* Begin MATERIAL PROVIDED *

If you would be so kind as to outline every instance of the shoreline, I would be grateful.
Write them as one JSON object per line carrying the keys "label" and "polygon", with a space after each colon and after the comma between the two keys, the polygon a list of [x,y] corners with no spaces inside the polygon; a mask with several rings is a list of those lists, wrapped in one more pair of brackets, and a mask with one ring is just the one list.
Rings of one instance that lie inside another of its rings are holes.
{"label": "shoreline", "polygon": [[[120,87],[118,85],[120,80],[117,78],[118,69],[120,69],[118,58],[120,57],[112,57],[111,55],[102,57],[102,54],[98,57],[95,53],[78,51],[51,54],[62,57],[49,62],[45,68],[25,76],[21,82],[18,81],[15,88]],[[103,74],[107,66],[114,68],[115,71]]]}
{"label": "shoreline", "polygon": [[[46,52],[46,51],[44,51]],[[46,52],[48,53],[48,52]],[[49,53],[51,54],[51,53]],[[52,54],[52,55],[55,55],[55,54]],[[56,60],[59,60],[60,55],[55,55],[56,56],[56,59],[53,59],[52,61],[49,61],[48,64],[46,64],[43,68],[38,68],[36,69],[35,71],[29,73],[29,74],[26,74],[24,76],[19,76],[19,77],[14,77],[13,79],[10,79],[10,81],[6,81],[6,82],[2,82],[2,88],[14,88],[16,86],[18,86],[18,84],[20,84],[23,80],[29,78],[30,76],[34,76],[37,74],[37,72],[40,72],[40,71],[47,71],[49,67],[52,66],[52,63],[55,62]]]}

* End MATERIAL PROVIDED *

### WHAT IS BEING ASKED:
Report, copied in full, every line of the records above that contains the string "shoreline". Case counts.

### THE ANSWER:
If you would be so kind as to outline every instance of the shoreline, I would be grateful.
{"label": "shoreline", "polygon": [[[120,87],[118,85],[120,80],[117,78],[118,69],[120,69],[118,58],[120,57],[112,57],[111,55],[102,57],[102,54],[98,57],[95,53],[78,51],[51,54],[62,57],[49,62],[45,68],[25,76],[21,82],[18,81],[15,88]],[[103,74],[107,66],[114,68],[115,71]]]}
{"label": "shoreline", "polygon": [[[46,52],[46,51],[44,51]],[[46,52],[48,53],[48,52]],[[49,53],[51,54],[51,53]],[[52,54],[52,55],[55,55],[55,54]],[[56,60],[59,60],[60,55],[55,55],[56,56],[56,59],[53,59],[52,61],[49,61],[48,64],[46,64],[43,68],[38,68],[36,69],[35,71],[29,73],[29,74],[26,74],[24,76],[19,76],[19,77],[14,77],[13,79],[10,79],[10,81],[6,81],[6,82],[2,82],[2,88],[14,88],[16,86],[18,86],[18,84],[20,84],[23,80],[29,78],[30,76],[34,76],[37,74],[37,72],[40,72],[40,71],[47,71],[49,67],[52,66],[52,63],[55,62]]]}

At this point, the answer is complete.